### EXERCISE MATERIALS

* begin *

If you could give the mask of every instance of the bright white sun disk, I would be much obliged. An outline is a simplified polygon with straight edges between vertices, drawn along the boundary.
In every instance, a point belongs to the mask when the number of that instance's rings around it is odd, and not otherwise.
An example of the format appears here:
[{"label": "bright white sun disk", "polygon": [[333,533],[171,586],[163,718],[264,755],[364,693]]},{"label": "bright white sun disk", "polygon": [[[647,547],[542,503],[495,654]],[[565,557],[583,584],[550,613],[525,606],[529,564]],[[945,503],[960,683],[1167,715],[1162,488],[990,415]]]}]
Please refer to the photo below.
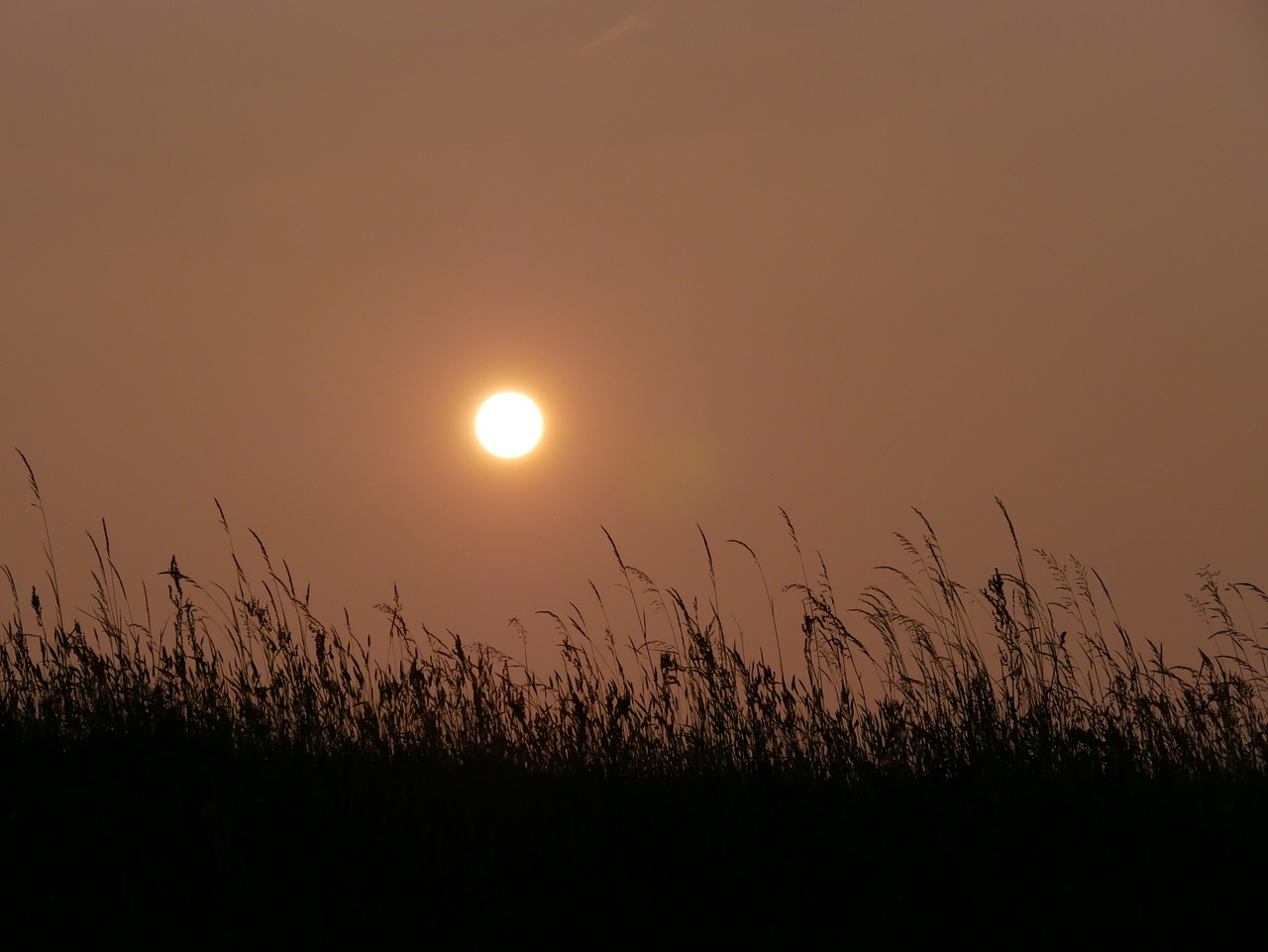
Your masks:
[{"label": "bright white sun disk", "polygon": [[476,436],[495,456],[522,456],[541,439],[541,412],[522,393],[497,393],[476,415]]}]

* end *

### PROBLEM DETAILS
Repeat every entry above word for word, but leave out the pictures.

### COMPLETE OUTPUT
If you could give the mask of every instance of the bright white sun disk, I would be much obliged. An outline is a simplified polygon with straight edges between vertices, drawn along the boundary.
In every instance, a point belongs to the mask when the number of that instance's rings around it is odd, and not otherwise.
An example of the format appears here:
[{"label": "bright white sun disk", "polygon": [[333,533],[171,586],[163,718],[264,755],[364,693]]},{"label": "bright white sun disk", "polygon": [[[647,547],[542,503],[495,654]],[[565,557],[583,584],[550,613],[525,606],[529,564]],[[945,503],[960,683],[1167,715],[1162,488],[990,415]]]}]
Please refer to the photo below.
Your masks:
[{"label": "bright white sun disk", "polygon": [[476,436],[495,456],[522,456],[541,439],[541,412],[522,393],[497,393],[476,415]]}]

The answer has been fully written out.